Reading passage:
Mbugua v Republic [2022] KEHC 3037 (KLR)
Full Case Text
Mbugua v Republic (Criminal Appeal 053 of 2021) [2022] KEHC 3037 (KLR) (Crim) (4 May 2022) (Judgment)
Neutral citation: [2022] KEHC 3037 (KLR)
Republic of Kenya
In the High Court at Nairobi (Milimani Law Courts)
Criminal
Criminal Appeal 053 of 2021
LN Mutende, J
May 4, 2022
Between
James Richard Mbugua
Appellant
and
Republic
Respondent
(Being an Appeal arising from the original charge in Traffic Case No. 3208 of 2019 at Chief Magistrates Court Kibera by Hon. W. Lopokoiyit. – RM)

Records supplied:
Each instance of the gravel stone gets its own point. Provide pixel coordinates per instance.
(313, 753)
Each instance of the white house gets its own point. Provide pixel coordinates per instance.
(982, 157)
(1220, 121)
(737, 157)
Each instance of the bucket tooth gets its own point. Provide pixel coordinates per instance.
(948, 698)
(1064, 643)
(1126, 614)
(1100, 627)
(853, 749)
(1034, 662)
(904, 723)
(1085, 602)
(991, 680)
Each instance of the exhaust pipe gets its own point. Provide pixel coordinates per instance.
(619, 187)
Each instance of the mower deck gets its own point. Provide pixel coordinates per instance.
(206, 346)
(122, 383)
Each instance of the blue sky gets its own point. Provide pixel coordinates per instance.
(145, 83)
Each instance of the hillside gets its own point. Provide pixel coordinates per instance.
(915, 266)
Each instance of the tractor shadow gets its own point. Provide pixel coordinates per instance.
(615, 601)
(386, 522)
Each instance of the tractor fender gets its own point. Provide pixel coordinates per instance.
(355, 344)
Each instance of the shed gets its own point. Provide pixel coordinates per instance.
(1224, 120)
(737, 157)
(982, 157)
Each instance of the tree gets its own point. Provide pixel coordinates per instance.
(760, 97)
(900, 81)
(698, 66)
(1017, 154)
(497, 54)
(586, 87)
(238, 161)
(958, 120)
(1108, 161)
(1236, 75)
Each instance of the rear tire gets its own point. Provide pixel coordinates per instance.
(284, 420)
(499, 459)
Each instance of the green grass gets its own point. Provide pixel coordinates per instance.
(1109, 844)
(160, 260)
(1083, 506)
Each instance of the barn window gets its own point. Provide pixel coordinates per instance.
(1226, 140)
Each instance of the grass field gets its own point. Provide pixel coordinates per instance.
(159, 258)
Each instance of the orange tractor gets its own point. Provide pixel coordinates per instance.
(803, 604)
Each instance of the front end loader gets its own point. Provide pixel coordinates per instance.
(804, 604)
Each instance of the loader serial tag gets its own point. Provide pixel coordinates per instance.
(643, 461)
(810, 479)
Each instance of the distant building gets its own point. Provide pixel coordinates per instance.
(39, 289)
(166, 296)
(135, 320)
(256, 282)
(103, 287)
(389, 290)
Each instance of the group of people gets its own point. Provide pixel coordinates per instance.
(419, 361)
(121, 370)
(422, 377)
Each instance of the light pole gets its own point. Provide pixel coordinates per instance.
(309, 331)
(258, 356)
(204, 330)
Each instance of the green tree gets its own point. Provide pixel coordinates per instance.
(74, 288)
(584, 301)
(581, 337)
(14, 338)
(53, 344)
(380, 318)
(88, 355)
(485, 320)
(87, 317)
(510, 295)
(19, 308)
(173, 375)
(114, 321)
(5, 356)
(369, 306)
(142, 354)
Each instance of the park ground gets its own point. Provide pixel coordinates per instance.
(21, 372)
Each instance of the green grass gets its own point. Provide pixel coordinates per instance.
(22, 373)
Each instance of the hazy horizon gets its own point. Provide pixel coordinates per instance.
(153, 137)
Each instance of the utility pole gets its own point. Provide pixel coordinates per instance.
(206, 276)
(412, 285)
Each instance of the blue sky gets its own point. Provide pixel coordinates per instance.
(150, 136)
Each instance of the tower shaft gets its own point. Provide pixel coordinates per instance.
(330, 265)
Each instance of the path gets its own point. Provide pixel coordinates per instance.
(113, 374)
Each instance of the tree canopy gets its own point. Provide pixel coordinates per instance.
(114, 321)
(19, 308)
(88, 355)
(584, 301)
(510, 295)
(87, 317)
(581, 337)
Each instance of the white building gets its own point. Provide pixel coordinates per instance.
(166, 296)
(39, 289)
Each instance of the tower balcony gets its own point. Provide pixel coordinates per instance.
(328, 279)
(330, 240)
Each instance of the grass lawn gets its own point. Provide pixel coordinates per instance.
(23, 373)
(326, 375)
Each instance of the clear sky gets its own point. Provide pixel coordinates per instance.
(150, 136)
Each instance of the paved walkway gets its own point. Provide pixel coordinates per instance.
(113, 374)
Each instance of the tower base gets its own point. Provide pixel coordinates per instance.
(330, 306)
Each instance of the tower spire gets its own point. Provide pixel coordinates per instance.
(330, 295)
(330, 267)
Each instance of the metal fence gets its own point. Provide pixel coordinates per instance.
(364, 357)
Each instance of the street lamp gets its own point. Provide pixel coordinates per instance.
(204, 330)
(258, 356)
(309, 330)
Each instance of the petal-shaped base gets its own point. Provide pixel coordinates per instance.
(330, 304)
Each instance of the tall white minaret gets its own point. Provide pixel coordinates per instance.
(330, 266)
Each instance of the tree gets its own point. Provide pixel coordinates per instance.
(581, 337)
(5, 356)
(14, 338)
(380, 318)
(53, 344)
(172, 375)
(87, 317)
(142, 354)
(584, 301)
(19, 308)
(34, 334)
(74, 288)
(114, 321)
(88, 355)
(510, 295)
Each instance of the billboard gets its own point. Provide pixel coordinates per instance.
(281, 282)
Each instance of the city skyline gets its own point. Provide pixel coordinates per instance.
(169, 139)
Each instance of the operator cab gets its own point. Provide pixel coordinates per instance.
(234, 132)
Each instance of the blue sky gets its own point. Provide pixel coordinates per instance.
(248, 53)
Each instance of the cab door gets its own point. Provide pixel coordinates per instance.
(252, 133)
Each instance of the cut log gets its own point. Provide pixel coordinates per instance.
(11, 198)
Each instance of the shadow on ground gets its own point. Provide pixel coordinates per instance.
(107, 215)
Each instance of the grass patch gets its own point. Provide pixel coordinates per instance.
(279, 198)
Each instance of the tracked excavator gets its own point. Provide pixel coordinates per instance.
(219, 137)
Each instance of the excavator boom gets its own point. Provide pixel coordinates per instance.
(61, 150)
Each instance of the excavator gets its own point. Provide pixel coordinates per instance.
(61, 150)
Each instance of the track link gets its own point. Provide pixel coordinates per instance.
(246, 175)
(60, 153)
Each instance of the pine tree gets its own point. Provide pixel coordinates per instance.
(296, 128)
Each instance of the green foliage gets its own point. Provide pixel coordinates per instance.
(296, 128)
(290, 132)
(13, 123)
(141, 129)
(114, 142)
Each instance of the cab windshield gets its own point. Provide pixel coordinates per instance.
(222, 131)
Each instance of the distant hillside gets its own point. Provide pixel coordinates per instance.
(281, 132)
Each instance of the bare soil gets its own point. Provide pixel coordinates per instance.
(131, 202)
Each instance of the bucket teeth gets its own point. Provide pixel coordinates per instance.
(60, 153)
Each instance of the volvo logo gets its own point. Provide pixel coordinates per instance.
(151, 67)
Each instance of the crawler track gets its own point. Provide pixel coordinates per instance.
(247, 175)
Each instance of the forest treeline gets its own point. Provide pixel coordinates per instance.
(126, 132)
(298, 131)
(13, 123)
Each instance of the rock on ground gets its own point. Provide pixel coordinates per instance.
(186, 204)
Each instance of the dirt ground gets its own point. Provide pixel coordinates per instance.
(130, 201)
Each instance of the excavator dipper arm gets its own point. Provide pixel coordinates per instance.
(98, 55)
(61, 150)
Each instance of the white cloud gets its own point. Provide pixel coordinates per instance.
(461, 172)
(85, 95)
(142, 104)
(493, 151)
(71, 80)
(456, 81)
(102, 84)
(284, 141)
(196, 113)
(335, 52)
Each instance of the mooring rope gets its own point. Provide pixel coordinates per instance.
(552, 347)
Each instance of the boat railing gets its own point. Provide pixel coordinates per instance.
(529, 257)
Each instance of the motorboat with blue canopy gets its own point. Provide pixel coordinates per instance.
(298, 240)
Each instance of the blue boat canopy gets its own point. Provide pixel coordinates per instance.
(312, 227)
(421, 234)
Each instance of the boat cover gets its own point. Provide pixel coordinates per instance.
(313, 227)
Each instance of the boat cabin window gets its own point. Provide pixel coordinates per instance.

Task 1: In the case header, which judge is named?
Task 2: Swap "Nairobi" for "Mombasa" in the case header and write out the part starting at "Mbugua v Republic [2022]" and ending at "(Milimani Law Courts)".
The rows aren't needed for any of this.

Correct result 1: LN Mutende, J

Correct result 2:
Mbugua v Republic [2022] KEHC 3037 (KLR)
Full Case Text
Mbugua v Republic (Criminal Appeal 053 of 2021) [2022] KEHC 3037 (KLR) (Crim) (4 May 2022) (Judgment)
Neutral citation: [2022] KEHC 3037 (KLR)
Republic of Kenya
In the High Court at Mombasa (Milimani Law Courts)